Work instruction: Set each entry down exactly as written.

[Stored data entries]
Content starts

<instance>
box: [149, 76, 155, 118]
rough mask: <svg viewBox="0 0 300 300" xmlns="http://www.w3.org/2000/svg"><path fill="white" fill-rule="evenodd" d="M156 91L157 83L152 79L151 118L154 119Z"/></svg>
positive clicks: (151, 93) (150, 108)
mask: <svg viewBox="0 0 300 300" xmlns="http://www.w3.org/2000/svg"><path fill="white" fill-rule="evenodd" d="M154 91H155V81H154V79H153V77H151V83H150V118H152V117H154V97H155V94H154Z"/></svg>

Content ends

Written response:
<instance>
box: [149, 76, 155, 118]
rough mask: <svg viewBox="0 0 300 300" xmlns="http://www.w3.org/2000/svg"><path fill="white" fill-rule="evenodd" d="M156 91L157 83L152 79L151 118L154 119Z"/></svg>
positive clicks: (151, 93) (150, 108)
mask: <svg viewBox="0 0 300 300" xmlns="http://www.w3.org/2000/svg"><path fill="white" fill-rule="evenodd" d="M154 91H155V81H154V79H153V77H151V83H150V118H152V117H154V97H155V94H154Z"/></svg>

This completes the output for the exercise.